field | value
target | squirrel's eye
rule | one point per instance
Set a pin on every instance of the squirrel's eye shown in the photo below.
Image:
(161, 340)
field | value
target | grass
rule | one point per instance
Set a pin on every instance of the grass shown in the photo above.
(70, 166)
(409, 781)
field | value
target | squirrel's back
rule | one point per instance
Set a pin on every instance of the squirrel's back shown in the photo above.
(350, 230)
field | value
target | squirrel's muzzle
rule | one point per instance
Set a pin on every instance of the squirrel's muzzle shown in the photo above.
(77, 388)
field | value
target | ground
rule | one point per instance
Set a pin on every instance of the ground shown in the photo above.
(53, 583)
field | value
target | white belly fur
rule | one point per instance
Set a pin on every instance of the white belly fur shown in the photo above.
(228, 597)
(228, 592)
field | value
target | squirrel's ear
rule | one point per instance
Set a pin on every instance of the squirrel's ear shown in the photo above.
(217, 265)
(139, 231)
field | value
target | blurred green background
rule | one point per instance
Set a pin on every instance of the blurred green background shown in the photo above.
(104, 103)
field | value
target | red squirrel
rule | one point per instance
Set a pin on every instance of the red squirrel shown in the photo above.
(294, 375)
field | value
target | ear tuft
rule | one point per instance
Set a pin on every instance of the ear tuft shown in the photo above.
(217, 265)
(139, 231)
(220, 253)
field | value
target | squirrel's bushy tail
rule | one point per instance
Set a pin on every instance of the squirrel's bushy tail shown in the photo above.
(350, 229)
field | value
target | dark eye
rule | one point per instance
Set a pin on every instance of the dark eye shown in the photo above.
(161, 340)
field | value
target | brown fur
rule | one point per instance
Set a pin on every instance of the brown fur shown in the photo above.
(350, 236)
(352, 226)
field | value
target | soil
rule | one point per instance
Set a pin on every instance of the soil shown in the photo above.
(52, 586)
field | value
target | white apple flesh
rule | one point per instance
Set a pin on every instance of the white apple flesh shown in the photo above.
== == ==
Exercise goal :: Please pull out each line of the items above that contains the string "white", matching case exactly.

Exercise output ::
target | white belly fur
Set a pin on every instance of the white belly fur shown in the photo above.
target | white apple flesh
Set a pin on every instance of the white apple flesh shown in the photo above.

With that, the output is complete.